An exact transcription of all the entries below is required.
---- EXTRACTED ENTRIES
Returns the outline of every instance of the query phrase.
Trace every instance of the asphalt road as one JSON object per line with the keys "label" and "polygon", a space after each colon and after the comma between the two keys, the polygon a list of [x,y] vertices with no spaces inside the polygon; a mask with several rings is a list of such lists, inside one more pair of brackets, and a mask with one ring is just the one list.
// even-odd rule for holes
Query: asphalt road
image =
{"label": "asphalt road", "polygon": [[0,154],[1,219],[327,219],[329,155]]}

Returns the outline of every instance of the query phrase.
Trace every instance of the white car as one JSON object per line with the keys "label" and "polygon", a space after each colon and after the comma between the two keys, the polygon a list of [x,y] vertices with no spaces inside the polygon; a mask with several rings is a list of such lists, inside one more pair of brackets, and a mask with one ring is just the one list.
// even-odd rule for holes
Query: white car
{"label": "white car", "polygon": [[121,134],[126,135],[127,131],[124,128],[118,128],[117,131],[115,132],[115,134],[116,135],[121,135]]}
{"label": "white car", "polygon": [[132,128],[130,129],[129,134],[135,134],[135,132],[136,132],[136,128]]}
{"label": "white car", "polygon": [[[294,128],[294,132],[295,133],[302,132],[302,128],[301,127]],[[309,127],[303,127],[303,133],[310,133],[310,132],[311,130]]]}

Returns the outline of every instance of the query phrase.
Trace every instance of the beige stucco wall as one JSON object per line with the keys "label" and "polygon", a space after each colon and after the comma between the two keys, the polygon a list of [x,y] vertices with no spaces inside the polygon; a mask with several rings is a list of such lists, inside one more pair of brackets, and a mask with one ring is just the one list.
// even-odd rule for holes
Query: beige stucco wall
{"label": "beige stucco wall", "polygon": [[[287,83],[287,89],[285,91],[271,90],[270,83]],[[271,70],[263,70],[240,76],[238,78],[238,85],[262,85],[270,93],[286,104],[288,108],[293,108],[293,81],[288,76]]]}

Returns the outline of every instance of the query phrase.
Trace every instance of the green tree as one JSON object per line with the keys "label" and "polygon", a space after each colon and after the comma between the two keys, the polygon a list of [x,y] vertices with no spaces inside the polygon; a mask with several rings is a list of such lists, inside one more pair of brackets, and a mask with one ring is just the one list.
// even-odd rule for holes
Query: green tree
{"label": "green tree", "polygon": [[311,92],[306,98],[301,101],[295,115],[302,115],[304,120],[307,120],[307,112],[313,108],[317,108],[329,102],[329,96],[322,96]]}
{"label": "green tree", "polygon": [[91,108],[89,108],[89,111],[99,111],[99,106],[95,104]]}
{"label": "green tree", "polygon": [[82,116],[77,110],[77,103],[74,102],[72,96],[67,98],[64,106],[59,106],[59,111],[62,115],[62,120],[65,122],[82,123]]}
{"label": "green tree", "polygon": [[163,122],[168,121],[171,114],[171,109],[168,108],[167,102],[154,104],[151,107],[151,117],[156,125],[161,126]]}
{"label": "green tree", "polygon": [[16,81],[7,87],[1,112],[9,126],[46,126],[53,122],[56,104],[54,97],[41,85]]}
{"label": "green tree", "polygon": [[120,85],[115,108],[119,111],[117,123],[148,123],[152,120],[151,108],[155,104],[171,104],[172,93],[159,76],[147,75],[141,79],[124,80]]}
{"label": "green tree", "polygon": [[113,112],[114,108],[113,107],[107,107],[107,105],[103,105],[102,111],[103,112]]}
--------
### [ANSWER BOX]
Returns the outline of every instance of the query phrase.
Trace every instance of the asphalt road as one JSON object per line with the keys "label" and "polygon", a space after each colon and after the comma between the two keys, the polygon a list of [x,y] vertices with no spaces inside the polygon; a mask with several rings is a list of such lists, inside one more pair of brackets, and a mask with one ring is just the one list.
// even-odd rule for holes
Query: asphalt road
image =
{"label": "asphalt road", "polygon": [[0,154],[1,219],[327,219],[329,155]]}

Returns the outline of every instance of the query phrase.
Trace every instance of the white car as one JSON object per line with the keys "label" and "polygon", a space after each colon and after the comma between the two keys, the polygon a list of [x,y] vertices with no spaces inside the polygon; a mask with several rings is a list of such lists, inside one more pair of brackets, and a mask with one ring is just the one list.
// even-odd rule for holes
Query: white car
{"label": "white car", "polygon": [[121,134],[126,135],[127,131],[124,128],[118,128],[117,131],[115,132],[115,134],[116,135],[121,135]]}
{"label": "white car", "polygon": [[132,128],[130,129],[129,134],[135,134],[135,132],[136,132],[136,128]]}
{"label": "white car", "polygon": [[[294,128],[294,132],[295,133],[302,132],[302,128],[301,127]],[[309,127],[303,127],[303,133],[310,133],[310,132],[311,130]]]}

Returns the outline of every instance of the query phrase.
Trace every instance of the beige stucco wall as one JSON object per line with the keys "label" and "polygon", a space after each colon and after the comma between the two keys, the polygon a list of [x,y] vertices with no spaces inside the polygon; a mask with several rings is a list of such lists, inside one more pair of brackets, and a mask with one ring is just the one list.
// even-odd rule for holes
Query: beige stucco wall
{"label": "beige stucco wall", "polygon": [[[287,83],[287,89],[285,91],[271,90],[270,83]],[[271,70],[263,70],[240,76],[238,78],[238,85],[262,85],[270,93],[286,104],[288,108],[293,108],[293,81],[288,76]]]}

Returns the outline of every instance of the query phrase.
Trace every instance of the green tree as one JSON object per line with the keys "label" and "polygon", a space after each colon and after the comma between the two keys, the polygon a list of [x,y] vertices with no spaces inside the polygon; a mask with several rings is a list of such lists, inside one more pair of brackets, and a mask with one ring is just the one list.
// even-odd rule for holes
Query: green tree
{"label": "green tree", "polygon": [[311,92],[306,98],[301,101],[295,115],[302,115],[304,120],[307,120],[307,112],[313,108],[317,108],[329,102],[329,96],[322,96]]}
{"label": "green tree", "polygon": [[91,108],[89,108],[89,111],[99,111],[99,106],[95,104]]}
{"label": "green tree", "polygon": [[82,116],[77,110],[77,103],[74,102],[72,96],[67,98],[64,106],[59,106],[59,111],[62,115],[62,120],[65,122],[82,123]]}
{"label": "green tree", "polygon": [[163,122],[168,121],[171,114],[171,109],[168,108],[167,102],[154,104],[151,107],[151,117],[156,125],[161,126]]}
{"label": "green tree", "polygon": [[16,81],[7,87],[1,112],[9,126],[46,126],[53,122],[56,104],[54,97],[41,85]]}
{"label": "green tree", "polygon": [[120,85],[115,108],[119,111],[117,123],[148,123],[152,120],[151,108],[155,104],[171,104],[172,93],[159,76],[147,75],[141,79],[124,80]]}
{"label": "green tree", "polygon": [[113,112],[114,108],[113,107],[107,107],[107,105],[103,105],[102,111],[103,112]]}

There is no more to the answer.